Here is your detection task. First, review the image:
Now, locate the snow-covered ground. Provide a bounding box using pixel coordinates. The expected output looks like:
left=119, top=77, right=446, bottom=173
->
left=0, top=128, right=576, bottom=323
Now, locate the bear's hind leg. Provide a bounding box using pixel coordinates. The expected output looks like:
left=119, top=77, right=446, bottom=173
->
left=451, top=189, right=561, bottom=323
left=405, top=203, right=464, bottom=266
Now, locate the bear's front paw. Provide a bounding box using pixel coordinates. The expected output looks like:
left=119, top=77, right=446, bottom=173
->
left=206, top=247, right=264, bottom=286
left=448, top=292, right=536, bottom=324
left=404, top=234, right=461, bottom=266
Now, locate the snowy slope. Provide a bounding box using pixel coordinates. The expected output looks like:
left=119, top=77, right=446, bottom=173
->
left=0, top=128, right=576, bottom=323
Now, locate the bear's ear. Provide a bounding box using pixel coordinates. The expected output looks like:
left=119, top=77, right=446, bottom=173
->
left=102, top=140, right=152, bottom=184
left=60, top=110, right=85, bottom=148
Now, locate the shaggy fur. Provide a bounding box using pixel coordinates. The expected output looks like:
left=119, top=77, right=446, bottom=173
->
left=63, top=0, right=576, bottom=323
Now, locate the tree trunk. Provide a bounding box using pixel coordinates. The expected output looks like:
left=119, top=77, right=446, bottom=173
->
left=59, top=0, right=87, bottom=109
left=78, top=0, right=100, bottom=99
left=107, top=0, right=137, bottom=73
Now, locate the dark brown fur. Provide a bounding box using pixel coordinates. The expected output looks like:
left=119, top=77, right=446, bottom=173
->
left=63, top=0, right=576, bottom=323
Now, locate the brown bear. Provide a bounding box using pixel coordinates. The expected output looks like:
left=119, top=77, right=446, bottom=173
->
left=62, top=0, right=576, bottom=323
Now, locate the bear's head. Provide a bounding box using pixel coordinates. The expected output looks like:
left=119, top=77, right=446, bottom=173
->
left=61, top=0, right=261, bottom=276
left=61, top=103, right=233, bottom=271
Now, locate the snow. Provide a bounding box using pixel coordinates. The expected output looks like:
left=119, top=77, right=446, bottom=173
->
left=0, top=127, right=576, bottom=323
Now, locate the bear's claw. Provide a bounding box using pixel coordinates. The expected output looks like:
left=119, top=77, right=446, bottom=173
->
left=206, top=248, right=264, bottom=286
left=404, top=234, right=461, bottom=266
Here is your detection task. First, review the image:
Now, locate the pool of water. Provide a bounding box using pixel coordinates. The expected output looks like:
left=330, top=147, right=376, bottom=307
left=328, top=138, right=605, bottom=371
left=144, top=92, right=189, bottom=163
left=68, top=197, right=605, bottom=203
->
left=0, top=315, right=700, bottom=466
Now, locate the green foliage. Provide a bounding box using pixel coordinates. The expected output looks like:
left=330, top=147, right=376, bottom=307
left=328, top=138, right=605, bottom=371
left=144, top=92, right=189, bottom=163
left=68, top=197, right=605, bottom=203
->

* [Your goal]: Can you rewrite everything from the line containing "Now, locate the snowy" down to the line containing "left=62, top=0, right=576, bottom=323", changing "locate" to "find" and keeping all else the same? Return only those lines.

* [Answer to this problem]:
Now, find the snowy slope. Provide a bounding box using pixel coordinates. The expected output looks like:
left=119, top=77, right=446, bottom=173
->
left=0, top=128, right=576, bottom=323
Now, find the bear's ear. Provide a bounding box using pixel coordinates. The expected output looks like:
left=119, top=77, right=446, bottom=173
->
left=102, top=140, right=152, bottom=184
left=60, top=110, right=85, bottom=148
Now, find the shaggy fur. Provide a bounding box using pixel coordinates. The expected output looks like:
left=119, top=77, right=446, bottom=173
->
left=63, top=0, right=576, bottom=323
Now, find the tree trunk. Provide a bounding box using pixel coordinates. The expected output looks like:
left=119, top=77, right=446, bottom=173
->
left=59, top=0, right=87, bottom=109
left=78, top=0, right=100, bottom=99
left=107, top=0, right=137, bottom=73
Now, find the dark brown fur. Provide a bounding box using pixel coordinates. The expected output looks like:
left=119, top=77, right=446, bottom=173
->
left=63, top=0, right=576, bottom=323
Now, find the brown bear. Provide a bounding box using pixel coordinates. The expected output looks like:
left=119, top=77, right=446, bottom=173
->
left=62, top=0, right=576, bottom=323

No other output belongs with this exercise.